--- EXCERPTED PASSAGE ---

IACS scientists have designed DNA-based logic devices that would find application in DNA-based computation. The reusable YES and INHIBIT logic systems has been built by using a fluorescent small molecule that binds to both G-quadruplex and nucleases. They have also designed combinatorial logic systems (INHIBIT−INHIBIT and NOR−OR) by using different combinations of four nucleases as inputs.
Scientists at the Indian Association for the Cultivation of Science (IACS), Kolkata have been successful in designing DNA-based logic devices that would find application in DNA-based computation. They have designed reusable YES and INHIBIT logic systems by using a small molecule that serves as a fluorescent probe and binds to both a four-stranded DNA structure (G-quadruplex) present in human telomeres and nucleic acid cleaving enzymes (nucleases).
The fluorescent probe — carbazole ligand — selectively binds to the G-quadruplex over other DNA structures present in the human genome. Once it binds to the DNA (G-quadruplex), the small molecule inhibits certain enzymes (nuclease S1 and exonucleases) from degrading the DNA. However, certain other enzymes (DNase I and T7 endonuclease I) can degrade the DNA even when bound by the small molecule.

--- PROVIDED MATERIAL ---

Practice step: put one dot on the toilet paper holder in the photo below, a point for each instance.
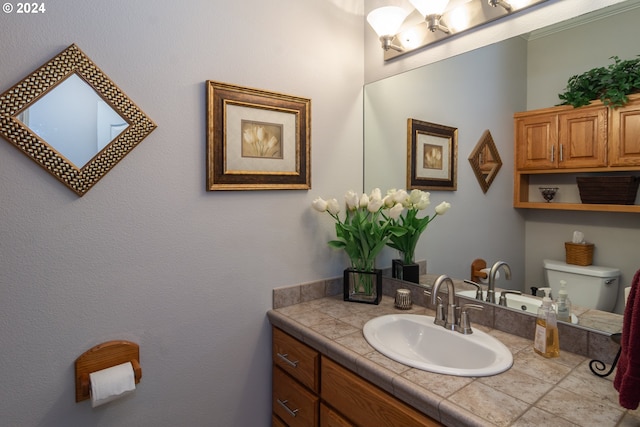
(103, 356)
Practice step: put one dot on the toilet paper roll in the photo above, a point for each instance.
(111, 383)
(484, 281)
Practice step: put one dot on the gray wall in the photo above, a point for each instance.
(552, 59)
(148, 255)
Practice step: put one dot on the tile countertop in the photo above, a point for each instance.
(534, 392)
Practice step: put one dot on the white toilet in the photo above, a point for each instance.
(588, 286)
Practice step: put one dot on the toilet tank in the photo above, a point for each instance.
(588, 286)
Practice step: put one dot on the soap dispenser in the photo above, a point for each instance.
(563, 303)
(546, 342)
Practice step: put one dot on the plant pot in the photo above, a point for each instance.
(406, 272)
(362, 286)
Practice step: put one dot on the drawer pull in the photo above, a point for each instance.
(286, 359)
(283, 403)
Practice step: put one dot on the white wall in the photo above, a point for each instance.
(148, 255)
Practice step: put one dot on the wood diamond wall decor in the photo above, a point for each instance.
(107, 125)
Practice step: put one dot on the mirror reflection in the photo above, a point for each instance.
(74, 120)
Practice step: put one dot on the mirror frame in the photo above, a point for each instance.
(485, 145)
(37, 84)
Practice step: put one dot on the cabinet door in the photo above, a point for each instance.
(536, 141)
(292, 402)
(582, 138)
(624, 139)
(330, 418)
(297, 359)
(364, 403)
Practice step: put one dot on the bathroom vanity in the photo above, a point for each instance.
(343, 381)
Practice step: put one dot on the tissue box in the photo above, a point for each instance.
(579, 253)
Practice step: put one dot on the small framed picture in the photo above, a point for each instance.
(432, 156)
(257, 140)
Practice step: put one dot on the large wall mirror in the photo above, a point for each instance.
(72, 120)
(449, 95)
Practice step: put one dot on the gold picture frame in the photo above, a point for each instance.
(71, 63)
(257, 140)
(432, 156)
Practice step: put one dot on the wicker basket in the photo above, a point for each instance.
(579, 253)
(613, 190)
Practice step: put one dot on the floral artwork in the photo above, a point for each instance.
(261, 139)
(257, 140)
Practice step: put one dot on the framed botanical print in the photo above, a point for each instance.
(432, 156)
(257, 140)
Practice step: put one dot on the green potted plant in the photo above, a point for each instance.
(609, 84)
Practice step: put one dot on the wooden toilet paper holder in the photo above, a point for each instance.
(103, 356)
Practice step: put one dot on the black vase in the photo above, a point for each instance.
(406, 272)
(362, 286)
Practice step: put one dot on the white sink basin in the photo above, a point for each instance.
(416, 341)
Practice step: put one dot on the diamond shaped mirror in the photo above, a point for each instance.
(72, 120)
(485, 161)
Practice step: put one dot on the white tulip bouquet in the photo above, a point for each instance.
(413, 226)
(368, 225)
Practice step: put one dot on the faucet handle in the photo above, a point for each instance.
(478, 288)
(440, 317)
(465, 323)
(503, 296)
(428, 294)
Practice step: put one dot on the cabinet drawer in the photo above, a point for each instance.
(357, 399)
(276, 422)
(330, 418)
(292, 402)
(297, 359)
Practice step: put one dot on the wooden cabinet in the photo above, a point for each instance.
(320, 392)
(296, 381)
(357, 399)
(624, 136)
(292, 402)
(567, 140)
(551, 139)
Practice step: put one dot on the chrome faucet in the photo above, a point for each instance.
(450, 322)
(491, 289)
(503, 297)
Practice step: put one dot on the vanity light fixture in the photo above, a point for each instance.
(432, 11)
(386, 22)
(436, 20)
(503, 3)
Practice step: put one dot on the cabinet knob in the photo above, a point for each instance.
(283, 403)
(290, 362)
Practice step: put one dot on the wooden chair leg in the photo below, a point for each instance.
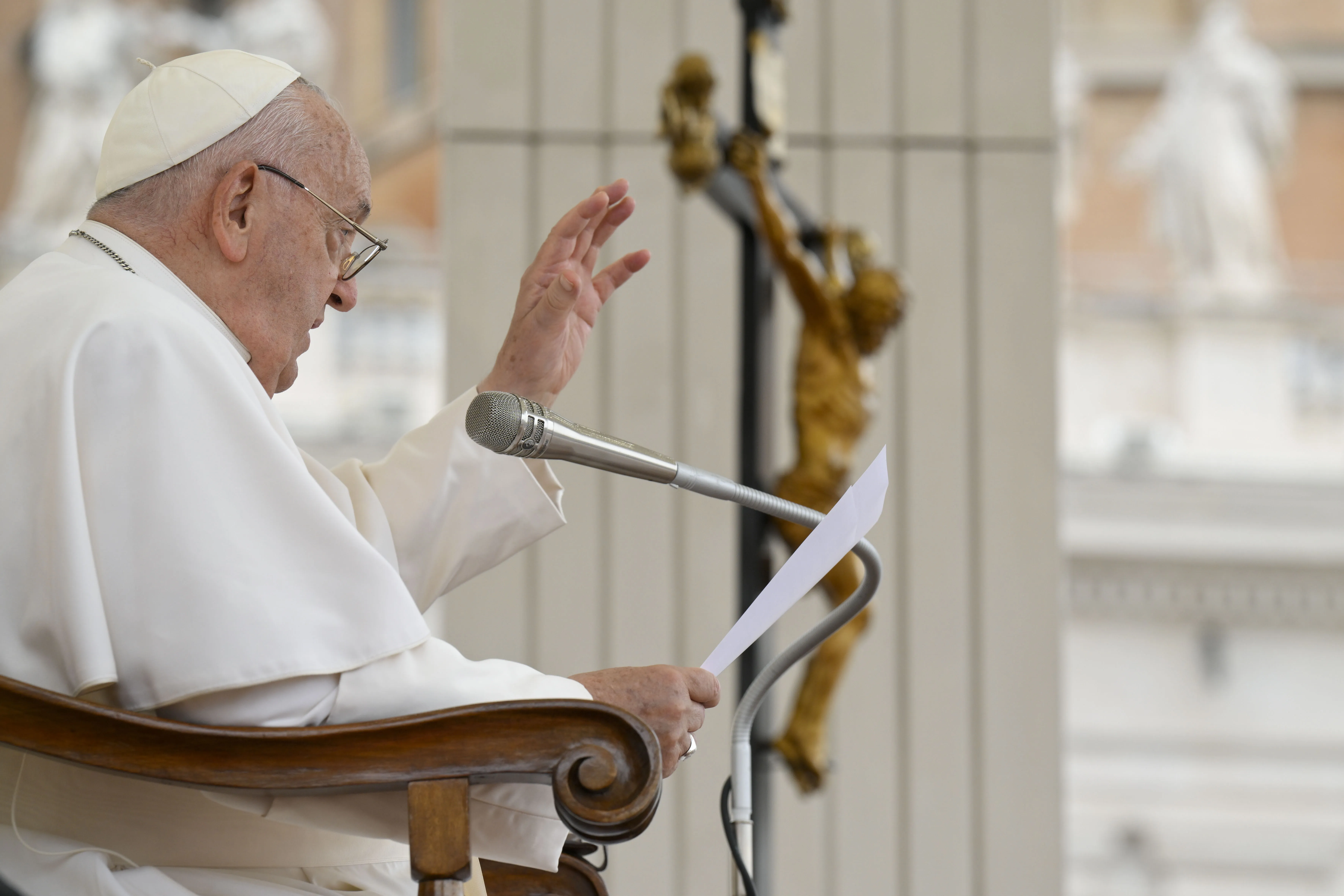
(441, 856)
(576, 878)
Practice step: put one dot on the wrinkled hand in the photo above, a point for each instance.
(560, 299)
(668, 699)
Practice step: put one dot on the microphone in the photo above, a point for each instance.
(513, 425)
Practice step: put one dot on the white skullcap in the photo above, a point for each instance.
(183, 107)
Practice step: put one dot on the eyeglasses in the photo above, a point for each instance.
(354, 262)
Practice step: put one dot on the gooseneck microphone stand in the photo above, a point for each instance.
(740, 784)
(519, 428)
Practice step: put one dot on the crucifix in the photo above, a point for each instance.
(849, 305)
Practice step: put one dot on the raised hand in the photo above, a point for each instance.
(560, 298)
(671, 700)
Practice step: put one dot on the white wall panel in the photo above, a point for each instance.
(933, 68)
(572, 65)
(489, 66)
(1019, 604)
(937, 648)
(1015, 44)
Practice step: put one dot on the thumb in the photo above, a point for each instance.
(560, 299)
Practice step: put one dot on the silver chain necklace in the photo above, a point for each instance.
(104, 248)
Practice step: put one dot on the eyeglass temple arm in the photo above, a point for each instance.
(299, 183)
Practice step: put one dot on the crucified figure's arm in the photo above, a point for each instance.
(746, 154)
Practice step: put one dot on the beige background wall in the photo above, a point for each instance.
(929, 123)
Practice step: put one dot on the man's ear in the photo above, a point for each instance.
(233, 210)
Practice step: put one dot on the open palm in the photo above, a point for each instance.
(560, 298)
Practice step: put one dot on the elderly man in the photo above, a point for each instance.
(167, 549)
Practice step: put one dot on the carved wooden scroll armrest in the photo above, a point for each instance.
(603, 764)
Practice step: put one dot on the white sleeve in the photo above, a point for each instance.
(452, 508)
(509, 823)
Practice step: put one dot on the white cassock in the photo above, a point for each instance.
(166, 547)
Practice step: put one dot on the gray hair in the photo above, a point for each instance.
(279, 136)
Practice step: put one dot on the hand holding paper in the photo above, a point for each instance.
(850, 521)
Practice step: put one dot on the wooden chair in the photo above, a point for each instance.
(603, 764)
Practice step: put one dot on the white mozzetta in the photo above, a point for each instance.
(163, 543)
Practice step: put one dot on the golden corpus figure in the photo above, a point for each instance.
(840, 327)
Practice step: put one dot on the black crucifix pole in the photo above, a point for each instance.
(761, 21)
(761, 69)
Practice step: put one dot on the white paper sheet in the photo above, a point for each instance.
(851, 519)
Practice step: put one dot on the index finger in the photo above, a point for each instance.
(578, 218)
(702, 687)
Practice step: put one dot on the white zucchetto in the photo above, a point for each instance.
(182, 108)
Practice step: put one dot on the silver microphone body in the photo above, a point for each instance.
(517, 426)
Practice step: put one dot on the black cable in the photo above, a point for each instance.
(733, 837)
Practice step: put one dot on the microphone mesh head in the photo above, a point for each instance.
(494, 420)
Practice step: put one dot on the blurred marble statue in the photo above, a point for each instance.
(1070, 99)
(689, 123)
(84, 62)
(846, 320)
(1224, 124)
(81, 65)
(296, 31)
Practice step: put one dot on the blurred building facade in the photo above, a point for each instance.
(1202, 441)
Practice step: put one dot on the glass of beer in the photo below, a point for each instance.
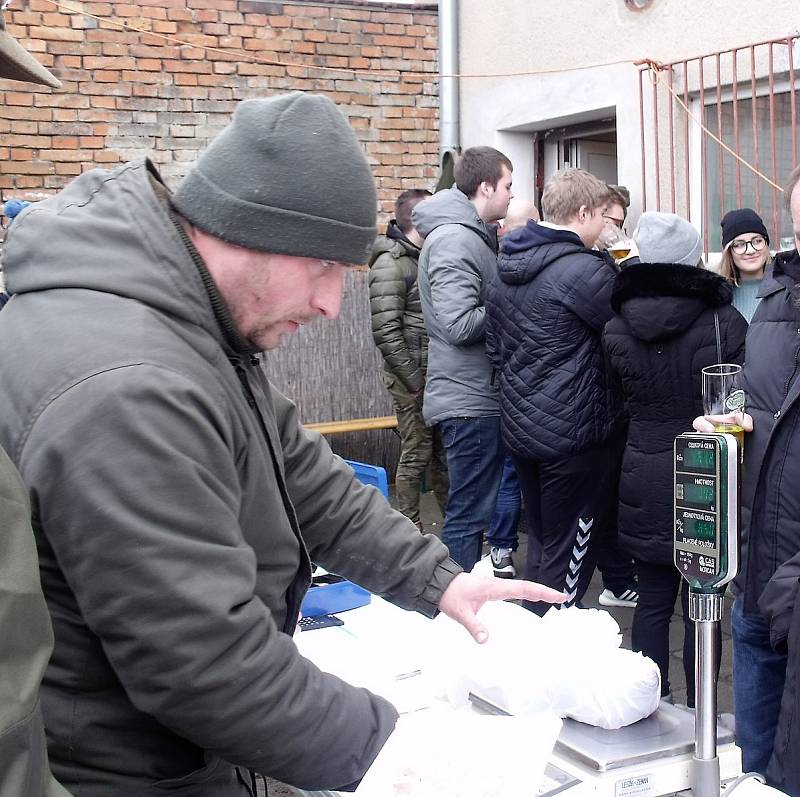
(721, 396)
(620, 248)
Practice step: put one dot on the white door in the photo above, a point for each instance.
(599, 158)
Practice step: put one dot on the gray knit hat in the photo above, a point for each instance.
(667, 238)
(287, 176)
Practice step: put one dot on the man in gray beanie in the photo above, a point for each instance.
(178, 502)
(667, 238)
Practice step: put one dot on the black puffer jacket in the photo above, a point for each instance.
(661, 338)
(398, 327)
(546, 309)
(768, 579)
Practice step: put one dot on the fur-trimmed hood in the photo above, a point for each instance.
(659, 300)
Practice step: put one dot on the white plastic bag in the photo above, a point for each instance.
(569, 662)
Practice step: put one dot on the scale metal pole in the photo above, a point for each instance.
(706, 611)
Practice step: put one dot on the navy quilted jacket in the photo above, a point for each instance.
(547, 308)
(658, 343)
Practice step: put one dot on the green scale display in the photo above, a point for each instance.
(706, 550)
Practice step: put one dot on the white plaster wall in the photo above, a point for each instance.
(520, 35)
(534, 64)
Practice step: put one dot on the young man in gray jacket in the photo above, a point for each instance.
(176, 499)
(458, 260)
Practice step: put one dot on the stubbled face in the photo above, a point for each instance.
(500, 196)
(751, 263)
(267, 295)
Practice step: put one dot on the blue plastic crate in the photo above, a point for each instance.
(371, 474)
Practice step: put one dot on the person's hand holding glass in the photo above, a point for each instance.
(723, 403)
(614, 240)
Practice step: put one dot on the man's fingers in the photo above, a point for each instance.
(706, 423)
(508, 589)
(702, 424)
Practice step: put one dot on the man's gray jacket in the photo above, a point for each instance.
(177, 503)
(458, 260)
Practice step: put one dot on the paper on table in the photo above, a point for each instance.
(439, 753)
(381, 648)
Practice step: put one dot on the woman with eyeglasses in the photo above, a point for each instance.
(745, 256)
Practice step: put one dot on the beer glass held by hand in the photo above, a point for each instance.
(723, 401)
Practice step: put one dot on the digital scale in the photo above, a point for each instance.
(673, 750)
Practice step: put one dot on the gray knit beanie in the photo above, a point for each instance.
(667, 238)
(286, 176)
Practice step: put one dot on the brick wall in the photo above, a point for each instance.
(128, 93)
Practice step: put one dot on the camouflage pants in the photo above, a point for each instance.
(420, 447)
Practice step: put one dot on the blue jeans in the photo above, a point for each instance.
(507, 510)
(475, 463)
(758, 676)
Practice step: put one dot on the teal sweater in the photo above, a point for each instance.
(745, 297)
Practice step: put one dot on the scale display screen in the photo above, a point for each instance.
(699, 493)
(702, 529)
(706, 471)
(700, 459)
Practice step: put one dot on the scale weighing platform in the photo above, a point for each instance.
(672, 750)
(651, 758)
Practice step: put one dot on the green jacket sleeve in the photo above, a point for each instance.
(351, 529)
(164, 577)
(387, 301)
(26, 641)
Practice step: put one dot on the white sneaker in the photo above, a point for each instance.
(502, 563)
(628, 598)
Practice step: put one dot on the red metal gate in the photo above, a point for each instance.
(718, 132)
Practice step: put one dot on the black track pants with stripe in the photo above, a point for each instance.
(571, 504)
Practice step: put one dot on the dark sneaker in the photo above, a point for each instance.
(502, 563)
(627, 598)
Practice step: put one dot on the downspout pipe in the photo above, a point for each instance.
(449, 130)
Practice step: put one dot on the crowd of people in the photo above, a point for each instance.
(176, 502)
(555, 370)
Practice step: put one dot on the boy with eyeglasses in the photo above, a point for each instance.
(745, 256)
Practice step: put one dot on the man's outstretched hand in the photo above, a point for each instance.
(468, 592)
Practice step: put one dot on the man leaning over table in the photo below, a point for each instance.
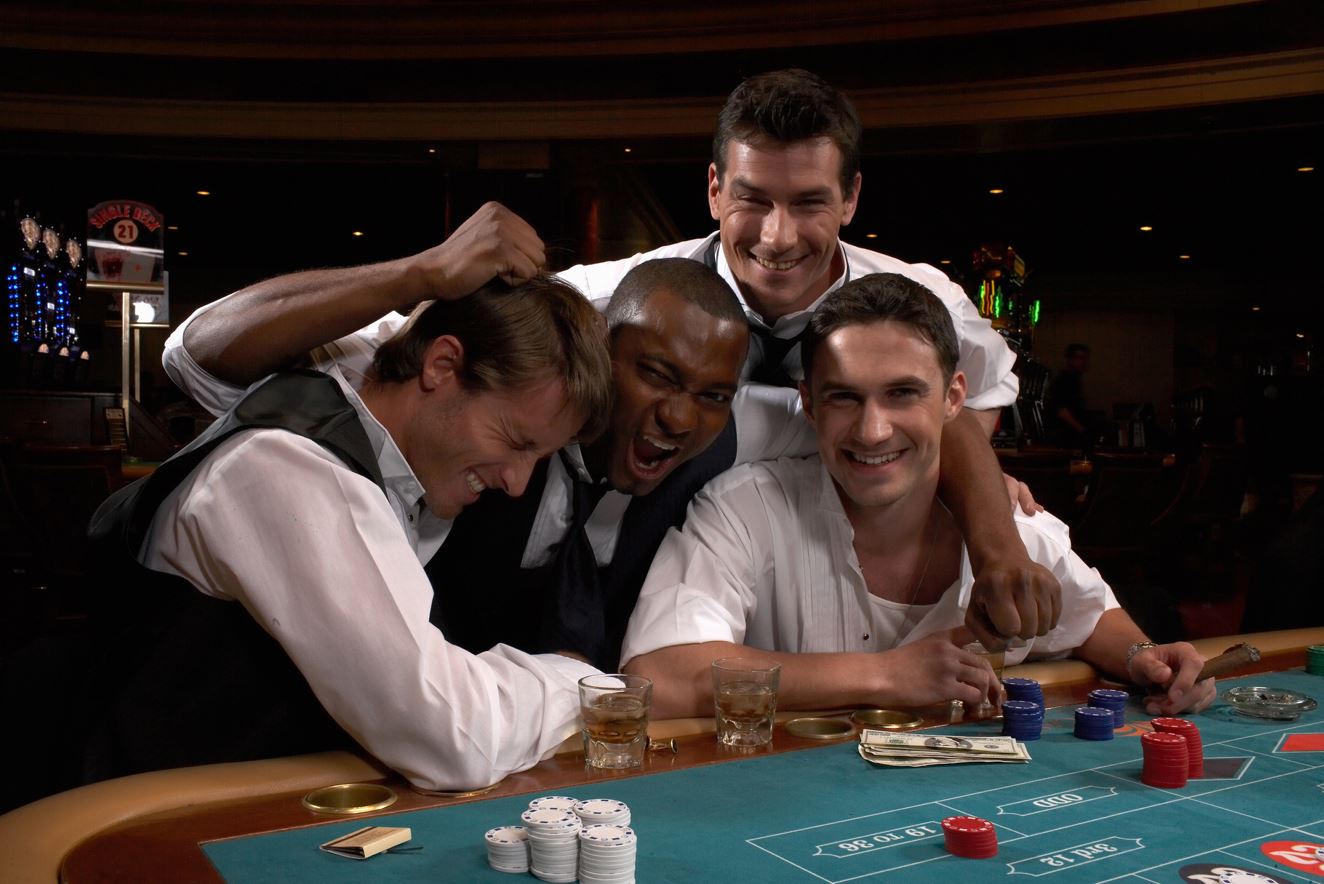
(784, 180)
(846, 567)
(305, 616)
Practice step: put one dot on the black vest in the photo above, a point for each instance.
(182, 678)
(489, 598)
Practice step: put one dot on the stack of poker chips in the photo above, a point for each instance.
(1114, 700)
(1315, 659)
(1094, 723)
(607, 854)
(1024, 690)
(507, 848)
(1167, 764)
(1022, 719)
(603, 810)
(1194, 744)
(969, 837)
(552, 843)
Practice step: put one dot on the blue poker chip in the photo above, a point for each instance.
(1094, 723)
(1024, 690)
(1021, 709)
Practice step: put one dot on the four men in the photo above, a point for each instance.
(346, 510)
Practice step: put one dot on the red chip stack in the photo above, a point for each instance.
(969, 837)
(1167, 764)
(1194, 745)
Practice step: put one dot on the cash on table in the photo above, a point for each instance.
(923, 751)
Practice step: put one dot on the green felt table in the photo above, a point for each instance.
(1077, 813)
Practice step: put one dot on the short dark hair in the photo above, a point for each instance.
(693, 281)
(789, 106)
(514, 336)
(885, 297)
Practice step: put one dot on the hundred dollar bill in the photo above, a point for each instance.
(912, 761)
(943, 743)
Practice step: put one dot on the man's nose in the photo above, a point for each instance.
(677, 414)
(779, 229)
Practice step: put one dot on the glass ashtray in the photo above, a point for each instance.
(1269, 703)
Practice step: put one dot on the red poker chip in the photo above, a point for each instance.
(969, 837)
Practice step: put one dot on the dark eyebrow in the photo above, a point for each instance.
(822, 192)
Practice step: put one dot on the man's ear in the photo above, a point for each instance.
(806, 402)
(442, 363)
(955, 396)
(851, 201)
(714, 189)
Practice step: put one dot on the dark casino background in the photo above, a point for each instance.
(1156, 166)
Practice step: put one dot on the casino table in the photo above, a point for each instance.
(808, 810)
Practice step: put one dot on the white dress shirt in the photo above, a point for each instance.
(767, 559)
(769, 424)
(985, 357)
(332, 571)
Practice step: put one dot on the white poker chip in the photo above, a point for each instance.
(608, 834)
(543, 818)
(601, 807)
(506, 835)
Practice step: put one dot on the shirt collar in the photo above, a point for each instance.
(791, 324)
(396, 473)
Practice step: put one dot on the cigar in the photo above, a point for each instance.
(1229, 661)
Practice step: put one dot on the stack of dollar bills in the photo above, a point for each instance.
(927, 749)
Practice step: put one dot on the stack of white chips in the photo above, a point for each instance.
(552, 843)
(607, 854)
(507, 848)
(603, 810)
(564, 839)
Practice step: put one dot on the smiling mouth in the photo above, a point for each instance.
(776, 265)
(474, 483)
(873, 459)
(652, 453)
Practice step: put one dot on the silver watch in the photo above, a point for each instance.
(1135, 649)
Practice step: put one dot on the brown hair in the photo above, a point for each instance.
(514, 336)
(878, 297)
(788, 106)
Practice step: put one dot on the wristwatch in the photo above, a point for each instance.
(1135, 649)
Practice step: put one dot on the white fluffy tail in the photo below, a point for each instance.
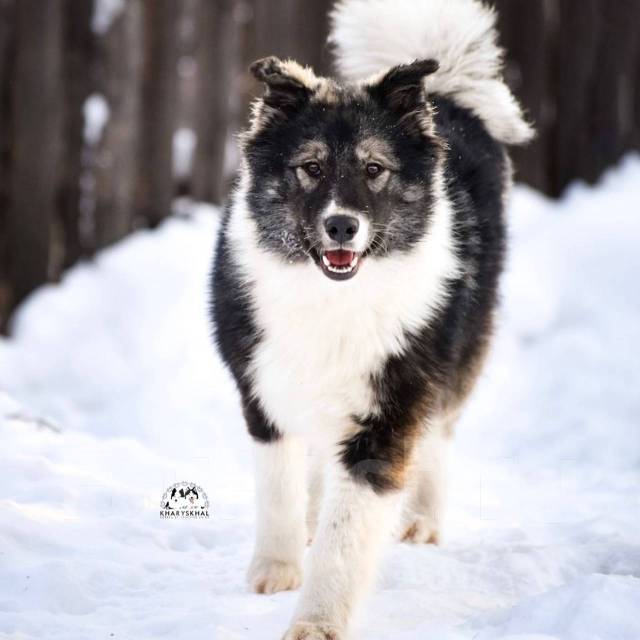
(373, 35)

---

REQUIRED WORK: Resume the passage on the DNA-based logic devices from the point where it stops. These records were taken from a separate source.

RESPONSE TO THE TASK:
How it works
While the small molecule by itself shows weak emission at 373nm and 530 nm, the fluorescence intensity gets enhanced 14-fold at 530 nm once it binds to the DNA. Similarly, the small molecule bound to the DNA exhibits different fluorescence behaviour in the presence of different enzymes and this has been taken advantage of by the team led by Prof. Jyotirmayee Dash from the Department of Organic Chemistry to design conceptually novel logic devices. The results were published in the journal ACS Synthetic Biology.
For instance, DNase I enzyme degrades the DNA-bound small molecule and so when both the DNA the DNase I enzyme are used as inputs the fluorescence at 530 nm weakens. The output is therefore taken as zero. On the other hand, nuclease S1 enzyme does not degrade the DNA bound by the small molecule and so when both DNA and nuclease S1 enzyme are used as inputs the fluorescence at 530 nm does not get affected. The output is taken as one.
“So the INHIBIT logic gate is constructed using DNA and DNase I as inputs while the inputs of DNA and nuclease S1 form a YES logic gate,” says Prof. Dash.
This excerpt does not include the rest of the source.